## WHAT THE TASK REQUIRES
Scan the records for the line containing "written like (464,389)."; extract it and all later lines, verbatim, through the end, and nothing before it.
━━ LISTING ━━
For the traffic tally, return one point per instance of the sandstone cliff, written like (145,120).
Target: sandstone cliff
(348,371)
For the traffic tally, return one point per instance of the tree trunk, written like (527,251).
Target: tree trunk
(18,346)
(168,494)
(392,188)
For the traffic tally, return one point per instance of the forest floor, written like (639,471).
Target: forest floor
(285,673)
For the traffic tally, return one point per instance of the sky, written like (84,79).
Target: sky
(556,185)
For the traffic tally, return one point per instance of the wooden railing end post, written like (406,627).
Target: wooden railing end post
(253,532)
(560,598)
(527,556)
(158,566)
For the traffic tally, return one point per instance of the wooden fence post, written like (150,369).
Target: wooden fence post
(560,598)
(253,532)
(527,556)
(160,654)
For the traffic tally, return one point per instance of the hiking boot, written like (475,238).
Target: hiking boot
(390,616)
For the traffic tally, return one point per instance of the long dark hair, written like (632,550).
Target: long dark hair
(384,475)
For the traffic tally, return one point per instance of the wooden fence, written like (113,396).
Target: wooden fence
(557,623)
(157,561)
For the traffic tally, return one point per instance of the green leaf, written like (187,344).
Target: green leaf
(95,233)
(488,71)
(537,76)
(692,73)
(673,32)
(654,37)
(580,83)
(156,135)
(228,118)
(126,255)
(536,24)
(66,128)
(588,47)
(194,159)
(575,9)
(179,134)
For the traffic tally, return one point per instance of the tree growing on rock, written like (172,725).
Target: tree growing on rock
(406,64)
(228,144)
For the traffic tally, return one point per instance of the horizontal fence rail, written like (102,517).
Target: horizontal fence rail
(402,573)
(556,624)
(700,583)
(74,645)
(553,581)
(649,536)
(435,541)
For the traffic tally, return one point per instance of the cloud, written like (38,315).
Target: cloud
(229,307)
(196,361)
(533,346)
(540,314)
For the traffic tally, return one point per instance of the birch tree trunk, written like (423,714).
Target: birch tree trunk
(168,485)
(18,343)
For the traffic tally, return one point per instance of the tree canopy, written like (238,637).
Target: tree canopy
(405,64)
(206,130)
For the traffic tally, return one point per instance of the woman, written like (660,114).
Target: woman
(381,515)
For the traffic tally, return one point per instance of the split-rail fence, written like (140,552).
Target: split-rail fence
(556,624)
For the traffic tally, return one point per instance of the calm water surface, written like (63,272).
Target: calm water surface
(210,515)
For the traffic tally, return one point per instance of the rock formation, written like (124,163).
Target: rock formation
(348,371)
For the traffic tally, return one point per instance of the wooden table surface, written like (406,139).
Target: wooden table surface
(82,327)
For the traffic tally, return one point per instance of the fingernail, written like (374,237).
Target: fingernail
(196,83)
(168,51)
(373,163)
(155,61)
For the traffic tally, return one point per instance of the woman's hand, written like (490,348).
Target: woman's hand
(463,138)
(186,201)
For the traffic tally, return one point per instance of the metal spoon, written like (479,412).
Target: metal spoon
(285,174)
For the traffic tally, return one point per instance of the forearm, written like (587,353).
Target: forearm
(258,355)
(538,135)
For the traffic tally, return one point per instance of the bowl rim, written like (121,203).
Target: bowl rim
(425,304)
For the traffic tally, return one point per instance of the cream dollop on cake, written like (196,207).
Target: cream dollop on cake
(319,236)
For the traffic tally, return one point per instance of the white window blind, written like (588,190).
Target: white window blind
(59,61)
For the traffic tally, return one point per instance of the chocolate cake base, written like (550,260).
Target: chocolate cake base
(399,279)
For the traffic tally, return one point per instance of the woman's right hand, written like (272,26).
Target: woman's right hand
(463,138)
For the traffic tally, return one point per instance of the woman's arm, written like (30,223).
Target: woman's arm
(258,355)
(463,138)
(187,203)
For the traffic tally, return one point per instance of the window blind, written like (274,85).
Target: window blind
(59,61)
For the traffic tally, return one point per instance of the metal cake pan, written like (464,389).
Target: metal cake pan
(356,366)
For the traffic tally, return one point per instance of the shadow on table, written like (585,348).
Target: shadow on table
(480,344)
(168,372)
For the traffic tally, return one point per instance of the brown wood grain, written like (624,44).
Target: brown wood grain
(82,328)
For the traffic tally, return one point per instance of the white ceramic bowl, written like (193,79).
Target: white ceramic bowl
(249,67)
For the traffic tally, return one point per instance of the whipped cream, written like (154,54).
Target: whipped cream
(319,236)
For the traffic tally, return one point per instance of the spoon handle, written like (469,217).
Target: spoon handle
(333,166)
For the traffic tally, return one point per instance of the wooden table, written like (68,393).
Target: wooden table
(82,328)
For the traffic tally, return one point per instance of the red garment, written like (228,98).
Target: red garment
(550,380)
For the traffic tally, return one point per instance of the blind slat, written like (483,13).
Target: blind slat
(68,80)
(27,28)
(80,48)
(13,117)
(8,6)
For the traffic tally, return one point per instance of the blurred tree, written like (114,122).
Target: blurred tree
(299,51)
━━━
## OUTPUT BELOW
For the traffic tally, return one point per instance of the metal cake pan, written like (464,389).
Target: metal cake pan
(356,366)
For the traffic tally, return one point per instance of the shadow on table, written like (585,348).
Target: shadow on table
(480,344)
(168,372)
For the traffic tally, return one point per instance of the brown wood grain, written like (624,44).
Target: brown wood grain
(82,328)
For the traffic tally, return one point per instance of the white ceramic bowl, written like (193,79).
Target: white ceramic bowl
(249,67)
For the traffic tally, return one point per instance of the whipped cream, written like (154,54).
Target: whipped cream
(319,236)
For the traffic tally, return one point per instance of the spoon handle, written like (469,217).
Target: spoon handle
(333,166)
For the traffic tally, return one point per instance of the wooden table, written like (68,393).
Target: wooden table
(82,328)
For the traffic tally, return one point per instance of the red garment, written like (228,98).
Target: red garment
(550,380)
For the traffic tally, return one point per instance of the blind slat, written like (483,13).
Target: blind slat
(68,80)
(27,28)
(80,48)
(13,117)
(8,6)
For the traffic tally, return one point per instance of the blurred tree, written like (114,122).
Target: blurred tree
(299,51)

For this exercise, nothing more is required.